Copy out the listing below word for word, from its first line through the line containing "point(418, 408)".

-*-

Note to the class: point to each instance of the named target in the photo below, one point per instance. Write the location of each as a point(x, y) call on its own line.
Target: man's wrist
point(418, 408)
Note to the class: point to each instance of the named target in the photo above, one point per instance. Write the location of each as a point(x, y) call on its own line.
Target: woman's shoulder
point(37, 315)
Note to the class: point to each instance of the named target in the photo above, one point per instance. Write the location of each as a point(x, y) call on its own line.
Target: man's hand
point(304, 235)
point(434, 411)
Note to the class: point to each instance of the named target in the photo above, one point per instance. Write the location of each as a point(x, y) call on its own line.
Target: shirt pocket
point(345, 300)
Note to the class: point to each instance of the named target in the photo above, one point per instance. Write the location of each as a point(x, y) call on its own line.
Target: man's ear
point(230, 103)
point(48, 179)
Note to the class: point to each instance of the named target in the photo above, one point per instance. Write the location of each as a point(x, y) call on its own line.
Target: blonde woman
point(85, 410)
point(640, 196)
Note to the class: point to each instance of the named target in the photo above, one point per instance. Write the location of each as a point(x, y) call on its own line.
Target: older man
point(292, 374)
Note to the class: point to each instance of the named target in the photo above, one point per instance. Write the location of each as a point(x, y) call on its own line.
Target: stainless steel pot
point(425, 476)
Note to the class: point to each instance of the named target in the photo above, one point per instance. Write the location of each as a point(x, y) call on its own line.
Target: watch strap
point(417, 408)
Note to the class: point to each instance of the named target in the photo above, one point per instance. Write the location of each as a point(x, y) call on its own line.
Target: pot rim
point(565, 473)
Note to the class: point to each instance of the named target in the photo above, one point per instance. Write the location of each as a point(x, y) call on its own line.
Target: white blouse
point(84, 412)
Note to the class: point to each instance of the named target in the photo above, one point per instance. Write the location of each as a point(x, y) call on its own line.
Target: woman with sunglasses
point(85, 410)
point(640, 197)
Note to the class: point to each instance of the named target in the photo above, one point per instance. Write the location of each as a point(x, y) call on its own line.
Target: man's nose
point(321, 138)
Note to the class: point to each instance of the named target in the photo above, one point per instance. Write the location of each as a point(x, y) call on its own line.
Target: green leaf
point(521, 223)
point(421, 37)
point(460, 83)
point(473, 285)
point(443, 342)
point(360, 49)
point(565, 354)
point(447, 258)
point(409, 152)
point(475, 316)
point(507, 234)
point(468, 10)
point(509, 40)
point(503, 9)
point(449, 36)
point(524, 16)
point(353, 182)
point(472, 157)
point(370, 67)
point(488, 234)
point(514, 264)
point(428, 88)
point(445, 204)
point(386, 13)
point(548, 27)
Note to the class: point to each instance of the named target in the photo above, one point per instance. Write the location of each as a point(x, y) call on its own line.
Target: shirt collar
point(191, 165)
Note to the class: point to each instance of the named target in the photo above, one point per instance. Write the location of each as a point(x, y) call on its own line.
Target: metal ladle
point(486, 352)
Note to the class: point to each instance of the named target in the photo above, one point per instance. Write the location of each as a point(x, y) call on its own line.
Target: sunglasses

-*-

- [EXERCISE ANSWER]
Note to the class: point to each instance of the named target in the photo below, one point per instance. Write the location of each as a point(x, y) call on its own line.
Target: man's wrist
point(418, 408)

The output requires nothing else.